(Records excerpted from a collection)
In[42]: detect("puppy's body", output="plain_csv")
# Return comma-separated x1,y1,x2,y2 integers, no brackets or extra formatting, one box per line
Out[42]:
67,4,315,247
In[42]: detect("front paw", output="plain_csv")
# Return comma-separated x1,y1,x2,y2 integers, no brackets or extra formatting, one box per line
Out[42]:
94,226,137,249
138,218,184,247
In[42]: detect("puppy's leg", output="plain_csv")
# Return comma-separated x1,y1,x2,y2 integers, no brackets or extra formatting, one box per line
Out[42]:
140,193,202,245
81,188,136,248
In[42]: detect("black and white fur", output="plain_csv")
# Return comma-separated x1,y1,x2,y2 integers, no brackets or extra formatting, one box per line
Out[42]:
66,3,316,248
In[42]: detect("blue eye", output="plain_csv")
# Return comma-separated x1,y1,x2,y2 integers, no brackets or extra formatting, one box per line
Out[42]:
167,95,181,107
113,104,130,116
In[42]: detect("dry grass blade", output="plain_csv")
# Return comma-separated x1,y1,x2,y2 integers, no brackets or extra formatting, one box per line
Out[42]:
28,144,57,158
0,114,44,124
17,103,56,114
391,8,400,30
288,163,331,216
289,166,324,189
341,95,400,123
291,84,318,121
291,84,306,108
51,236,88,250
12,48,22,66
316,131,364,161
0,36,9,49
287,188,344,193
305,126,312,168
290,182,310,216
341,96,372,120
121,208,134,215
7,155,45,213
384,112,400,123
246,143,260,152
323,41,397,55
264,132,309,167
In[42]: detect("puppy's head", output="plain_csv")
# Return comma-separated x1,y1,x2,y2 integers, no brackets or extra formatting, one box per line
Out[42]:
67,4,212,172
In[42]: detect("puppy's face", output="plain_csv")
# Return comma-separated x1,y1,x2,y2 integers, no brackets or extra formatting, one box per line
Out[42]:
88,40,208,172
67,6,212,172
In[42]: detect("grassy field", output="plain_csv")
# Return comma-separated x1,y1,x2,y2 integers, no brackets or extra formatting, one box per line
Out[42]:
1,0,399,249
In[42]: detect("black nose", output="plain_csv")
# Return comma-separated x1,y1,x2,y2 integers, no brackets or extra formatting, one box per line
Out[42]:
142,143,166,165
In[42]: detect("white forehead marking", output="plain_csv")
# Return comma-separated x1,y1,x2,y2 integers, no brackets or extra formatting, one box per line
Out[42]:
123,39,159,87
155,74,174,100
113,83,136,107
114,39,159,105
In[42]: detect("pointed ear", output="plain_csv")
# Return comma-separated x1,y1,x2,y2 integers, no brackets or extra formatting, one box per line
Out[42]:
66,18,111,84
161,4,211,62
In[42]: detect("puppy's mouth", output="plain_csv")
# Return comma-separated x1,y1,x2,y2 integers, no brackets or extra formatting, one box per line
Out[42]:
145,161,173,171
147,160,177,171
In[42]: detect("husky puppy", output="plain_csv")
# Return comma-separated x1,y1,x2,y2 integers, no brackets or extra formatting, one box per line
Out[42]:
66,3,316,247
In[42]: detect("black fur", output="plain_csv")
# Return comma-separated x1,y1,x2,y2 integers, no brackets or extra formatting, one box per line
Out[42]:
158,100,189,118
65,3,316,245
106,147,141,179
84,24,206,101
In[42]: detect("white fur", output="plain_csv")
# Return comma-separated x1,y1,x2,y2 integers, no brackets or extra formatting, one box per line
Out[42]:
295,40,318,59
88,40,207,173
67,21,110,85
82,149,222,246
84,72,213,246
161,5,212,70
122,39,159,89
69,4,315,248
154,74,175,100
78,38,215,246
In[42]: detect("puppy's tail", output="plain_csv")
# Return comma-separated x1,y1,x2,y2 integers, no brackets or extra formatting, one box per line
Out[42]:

_WORK TO BE COMPLETED_:
The whole of the data must be given back word for word.

_RESULT BELOW_:
In[42]: detect("puppy's body", output="plain_csv")
# Return comma-separated x1,y1,x2,y2 integers, no brackets or extra formatting, one box per line
Out[42]:
67,4,315,247
In[42]: detect("front paw", output="plain_csv")
# Return comma-separated x1,y1,x2,y2 integers, no brackets or extra formatting, one box per line
Out[42]:
94,226,137,249
138,218,184,247
In[42]: detect("puppy's leg", output="plain_csv")
# Return comma-separated x1,y1,x2,y2 integers, no brackets or extra formatting, one box per line
Out[42]:
140,193,202,245
81,188,136,248
In[42]: detect("black and white fur", output="plain_csv")
# Return comma-separated x1,y1,x2,y2 integers, no brackets or extra formatting, one box per line
Out[42]:
66,3,316,248
In[42]: detect("blue eye", output="plain_csv")
# Return comma-separated x1,y1,x2,y2 integers, no brackets or extra formatting, one box per line
Out[42]:
167,95,181,107
113,104,130,116
In[42]: detect("dry grass blade", output="plain_csv")
# Return comma-separated x1,y1,x2,y2 integers, no brackets or extra formatting, one box per line
Out[42]:
28,144,57,158
0,114,44,124
17,103,56,114
391,8,400,30
288,163,331,216
289,166,324,189
341,95,400,123
291,84,318,121
291,84,306,108
51,236,88,250
12,48,22,66
316,131,364,161
0,36,9,49
287,188,344,193
305,126,312,168
290,182,310,216
341,96,372,120
121,208,134,215
7,155,45,213
384,112,400,123
246,143,260,152
323,41,397,55
264,132,309,167
In[42]: detect("puppy's head", output="plain_csv")
# Return comma-separated x1,y1,x2,y2 integers, no brackets or extra formatting, one box per line
Out[42]:
67,4,212,172
In[42]: detect("puppy's face", output="plain_csv")
# Return comma-separated x1,y1,x2,y2 integers, no brackets or extra formatting, one box per line
Out[42]:
88,40,208,172
67,6,212,172
In[42]: detect("grassy field", output="plain_csv")
# Return comma-separated x1,y1,x2,y2 integers, no brackets or extra formatting, one box per line
Out[42]:
1,0,399,249
In[42]: detect("black nose", output="plain_csv")
# Return comma-separated x1,y1,x2,y2 integers, no brackets or extra formatting, one box per line
Out[42]:
142,143,166,165
In[42]: detect("white forehead marking", output="plain_csv")
# Return comma-separated x1,y1,x2,y2 integers, no brackets or extra formatting, one box per line
Out[42]:
123,39,159,87
155,74,174,100
113,83,136,107
114,39,159,105
In[42]: detect("pointed ear", output="plain_csv")
# Return comma-separated x1,y1,x2,y2 integers, no brackets or extra formatting, one box per line
Out[42]:
66,18,111,84
161,4,211,62
In[42]: detect("puppy's mouth", output="plain_csv")
# Return comma-separated x1,y1,x2,y2 integers, no brackets or extra formatting, one box per line
Out[42]:
145,161,173,171
147,160,177,171
In[42]: detect("husky puppy", output="plain_csv")
# Return comma-separated x1,y1,x2,y2 integers, no brackets or extra formatting, one box per line
Out[42]:
66,3,316,247
In[42]: detect("black fur", output="plain_csv")
# Return comma-separated x1,y1,x2,y2 integers, no brackets or extra formatting, one box per line
Out[42]:
158,100,189,118
65,3,316,245
106,147,141,179
84,24,206,101
In[42]: detect("white fur", output="plain_csv")
# Return comma-separated x1,y1,x2,y2 integers, no brackets or extra formatting, one box per line
Out[42]:
295,40,318,59
88,40,207,173
67,21,110,85
82,149,222,246
84,72,213,246
161,5,212,70
122,39,159,89
69,4,315,248
154,74,175,100
78,38,215,246
In[42]: detect("puppy's tail", output="plain_csv")
# Return comma-separated x1,y1,x2,y2 integers, no brackets or extra formatting, one box per line
Out[42]:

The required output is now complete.